> Exercise requirements
Since only part of the material below is wanted, output exactly the lines from the one with "point per instance: classic" up to and including the one with "point per instance: running".

> Extracted data

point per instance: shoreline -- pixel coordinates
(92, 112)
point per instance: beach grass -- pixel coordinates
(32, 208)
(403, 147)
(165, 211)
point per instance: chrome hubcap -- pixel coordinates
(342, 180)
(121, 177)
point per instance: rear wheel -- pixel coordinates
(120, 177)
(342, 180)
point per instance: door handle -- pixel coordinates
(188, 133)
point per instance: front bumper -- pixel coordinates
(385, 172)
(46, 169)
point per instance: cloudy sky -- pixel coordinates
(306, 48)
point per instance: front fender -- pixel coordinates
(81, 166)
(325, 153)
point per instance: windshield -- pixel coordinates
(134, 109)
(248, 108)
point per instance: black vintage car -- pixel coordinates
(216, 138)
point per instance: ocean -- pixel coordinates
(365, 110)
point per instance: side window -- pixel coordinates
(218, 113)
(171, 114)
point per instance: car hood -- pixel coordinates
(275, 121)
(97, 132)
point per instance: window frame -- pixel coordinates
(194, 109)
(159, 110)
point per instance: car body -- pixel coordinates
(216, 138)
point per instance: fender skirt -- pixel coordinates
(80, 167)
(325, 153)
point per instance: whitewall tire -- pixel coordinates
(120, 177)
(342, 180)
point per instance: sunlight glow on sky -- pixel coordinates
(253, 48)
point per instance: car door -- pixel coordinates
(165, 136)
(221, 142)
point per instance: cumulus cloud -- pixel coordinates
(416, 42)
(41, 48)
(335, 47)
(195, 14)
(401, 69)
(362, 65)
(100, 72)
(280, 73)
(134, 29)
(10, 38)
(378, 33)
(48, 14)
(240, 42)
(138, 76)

--

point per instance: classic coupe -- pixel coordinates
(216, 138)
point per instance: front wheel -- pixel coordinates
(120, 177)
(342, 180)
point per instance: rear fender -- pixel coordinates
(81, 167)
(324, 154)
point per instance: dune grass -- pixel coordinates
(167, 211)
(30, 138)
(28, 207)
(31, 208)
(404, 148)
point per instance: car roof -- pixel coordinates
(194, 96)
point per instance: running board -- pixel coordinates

* * *

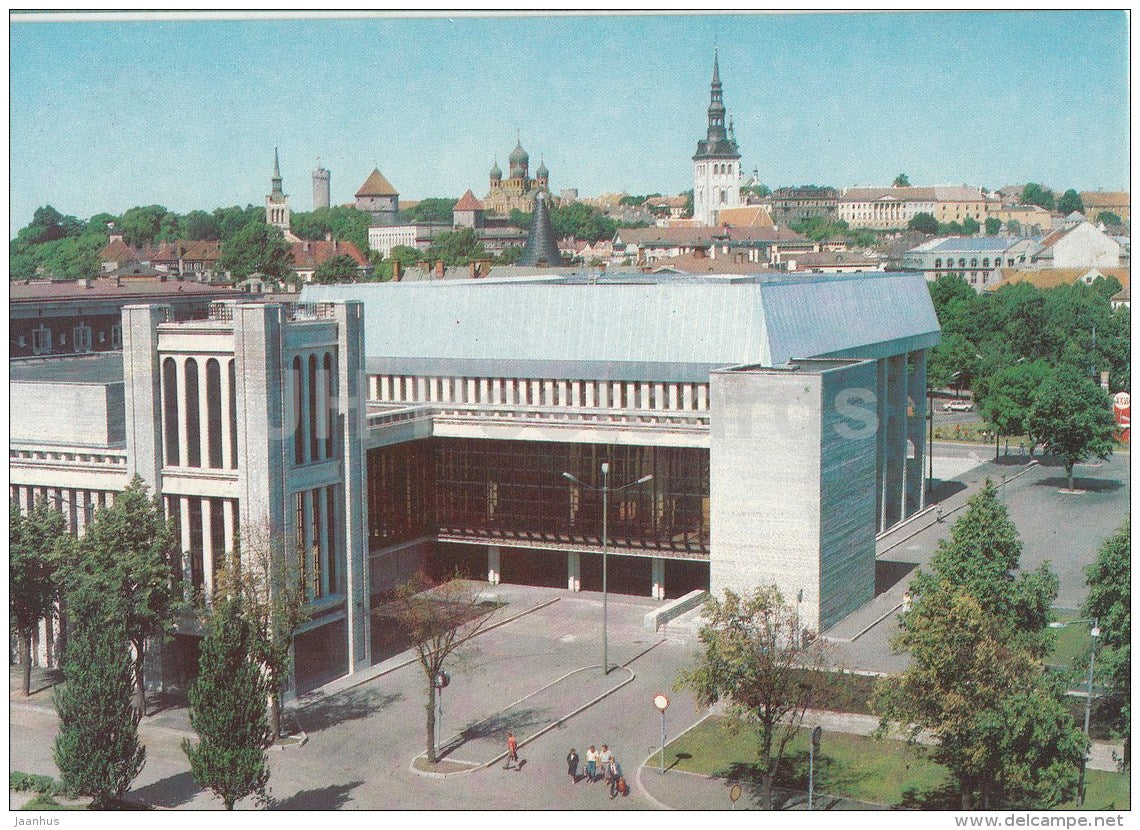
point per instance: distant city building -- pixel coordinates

> Task response
point per instance: classic coupe -- pixel coordinates
(216, 138)
point per instance: front wheel -- pixel coordinates
(120, 177)
(342, 180)
point per instance: rear fender -- pixel coordinates
(81, 167)
(324, 154)
point per instance: dune grass -- pixel coordinates
(167, 211)
(30, 138)
(28, 207)
(31, 208)
(404, 148)
point per instance: car roof -- pixel coordinates
(194, 96)
point per instance: running board -- pixel coordinates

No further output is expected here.